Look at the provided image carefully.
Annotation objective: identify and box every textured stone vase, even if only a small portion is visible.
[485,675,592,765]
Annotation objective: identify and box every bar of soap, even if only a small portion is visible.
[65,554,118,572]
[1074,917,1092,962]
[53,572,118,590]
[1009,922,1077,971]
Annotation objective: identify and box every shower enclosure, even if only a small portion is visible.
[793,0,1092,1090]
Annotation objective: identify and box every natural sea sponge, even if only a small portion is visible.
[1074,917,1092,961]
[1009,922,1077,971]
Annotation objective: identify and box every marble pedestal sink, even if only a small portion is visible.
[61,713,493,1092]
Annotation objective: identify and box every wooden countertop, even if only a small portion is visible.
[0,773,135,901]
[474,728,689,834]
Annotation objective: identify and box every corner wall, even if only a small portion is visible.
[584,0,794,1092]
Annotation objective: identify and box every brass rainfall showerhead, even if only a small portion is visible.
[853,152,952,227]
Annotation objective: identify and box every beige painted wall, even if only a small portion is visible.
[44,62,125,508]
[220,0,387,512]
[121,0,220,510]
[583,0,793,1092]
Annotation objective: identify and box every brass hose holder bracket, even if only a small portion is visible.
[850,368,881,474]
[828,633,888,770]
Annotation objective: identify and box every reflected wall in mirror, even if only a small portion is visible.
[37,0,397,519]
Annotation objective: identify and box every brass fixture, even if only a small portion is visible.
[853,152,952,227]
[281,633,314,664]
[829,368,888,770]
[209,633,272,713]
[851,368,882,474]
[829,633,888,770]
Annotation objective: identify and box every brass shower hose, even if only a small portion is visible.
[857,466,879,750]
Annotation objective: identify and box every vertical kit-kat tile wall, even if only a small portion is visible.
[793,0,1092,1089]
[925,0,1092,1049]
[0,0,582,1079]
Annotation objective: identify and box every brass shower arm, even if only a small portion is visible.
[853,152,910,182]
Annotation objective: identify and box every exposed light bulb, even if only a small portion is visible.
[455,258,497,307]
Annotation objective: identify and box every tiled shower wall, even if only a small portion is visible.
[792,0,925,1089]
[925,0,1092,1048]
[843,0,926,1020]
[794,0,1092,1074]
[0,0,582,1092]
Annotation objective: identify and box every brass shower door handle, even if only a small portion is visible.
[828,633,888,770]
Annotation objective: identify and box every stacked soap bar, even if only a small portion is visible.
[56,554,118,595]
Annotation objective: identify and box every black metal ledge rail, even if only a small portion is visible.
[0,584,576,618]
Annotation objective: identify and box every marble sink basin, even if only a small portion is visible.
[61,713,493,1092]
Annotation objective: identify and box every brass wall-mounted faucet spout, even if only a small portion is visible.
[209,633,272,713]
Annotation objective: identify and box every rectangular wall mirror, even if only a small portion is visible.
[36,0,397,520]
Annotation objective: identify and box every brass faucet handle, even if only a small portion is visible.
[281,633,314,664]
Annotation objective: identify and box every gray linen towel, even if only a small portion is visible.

—————

Task to carry out:
Put the lines above into a numbered list and drop any blank ones.

Expected output:
1. Look at the provided image carefully.
2. Annotation objective: identify and box every textured stone vase, even if only a small portion is visible.
3. [485,675,592,765]
4. Annotation objective: identify and box every bar of soap, even if only a small portion is visible.
5. [65,554,118,572]
6. [1074,917,1092,962]
7. [53,572,118,590]
8. [1009,922,1077,971]
9. Annotation objective: identify and box every shower enclosure, even if only a small portion is visible.
10. [793,0,1092,1090]
11. Annotation objective: identify and box every natural sea sponge, even if only a small portion is visible.
12. [1074,917,1092,961]
13. [1009,922,1077,971]
14. Annotation objective: identify and box every marble pedestal sink, even if only a small portion is visible.
15. [61,713,493,1092]
16. Annotation objective: identify and box every wooden countertop, even if only a small portion is visible.
17. [0,773,135,901]
18. [474,728,689,834]
19. Annotation objective: identify and box every corner wall, even if only a small portion is visible.
20. [584,0,794,1092]
21. Annotation objective: identify and box every brass rainfall showerhead, even if only a small portion is visible.
22. [853,152,952,227]
23. Annotation objective: identify and box every beige painted wall, even if only a small portion is visible.
24. [44,62,125,508]
25. [220,0,387,512]
26. [121,0,220,510]
27. [583,0,793,1092]
28. Annotation objective: identify and box every brass hose holder bracket, even if only a small portion is visible.
29. [850,368,881,474]
30. [828,633,888,770]
31. Annotation objective: identify and box every reflected wall in mirror, even if only a small portion is visible.
32. [37,0,397,519]
33. Annotation objective: identify and box every brass fixture, even if only a small portion is visible.
34. [853,152,952,227]
35. [281,633,314,664]
36. [829,368,888,770]
37. [209,633,272,713]
38. [851,368,882,474]
39. [829,633,888,770]
40. Annotation objective: identify and box every brass shower hose, even if only a small portion is visible.
41. [857,466,879,750]
42. Annotation objective: identify and box every vertical kit-kat tile wall, even if only a small portion is visible.
43. [793,0,1092,1089]
44. [925,0,1092,1049]
45. [0,0,582,1079]
46. Annotation objective: identify and box every brass shower arm, even if only a small portion is visible.
47. [853,152,910,182]
48. Annotation objective: identify and box every exposed light bulb, even if only a small portion is visible.
49. [455,258,497,307]
50. Annotation objective: identify and box every tiled shower wall, even if only a small portion is visible.
51. [792,0,925,1089]
52. [925,0,1092,1048]
53. [843,0,926,1020]
54. [794,0,1092,1074]
55. [0,0,582,1092]
56. Annotation objective: identify and box every brass shower door handle, even if only a small portion is visible.
57. [828,633,888,770]
58. Annotation objective: identify and box every stacked soap bar, even if only a small portion is visible.
59. [56,554,118,595]
60. Annotation objective: identify and box every black metal ledge rail, even if only a small portion is visible.
61. [0,584,576,618]
62. Annotation objective: identify and box every marble sink basin, even if only a small portion is visible.
63. [61,713,493,1092]
64. Annotation objective: identify and box every brass wall-mounted faucet spout, even if only a small portion is visible.
65. [209,633,272,713]
66. Annotation objective: identify and box every rectangular wall mirror, even if only a small portion is visible.
67. [36,0,397,520]
68. Annotation objective: identify and box every brass faucet handle, even if only a small portion is visible.
69. [281,633,314,664]
70. Annotation objective: identify and box every gray linen towel, even if only a small portion is visible.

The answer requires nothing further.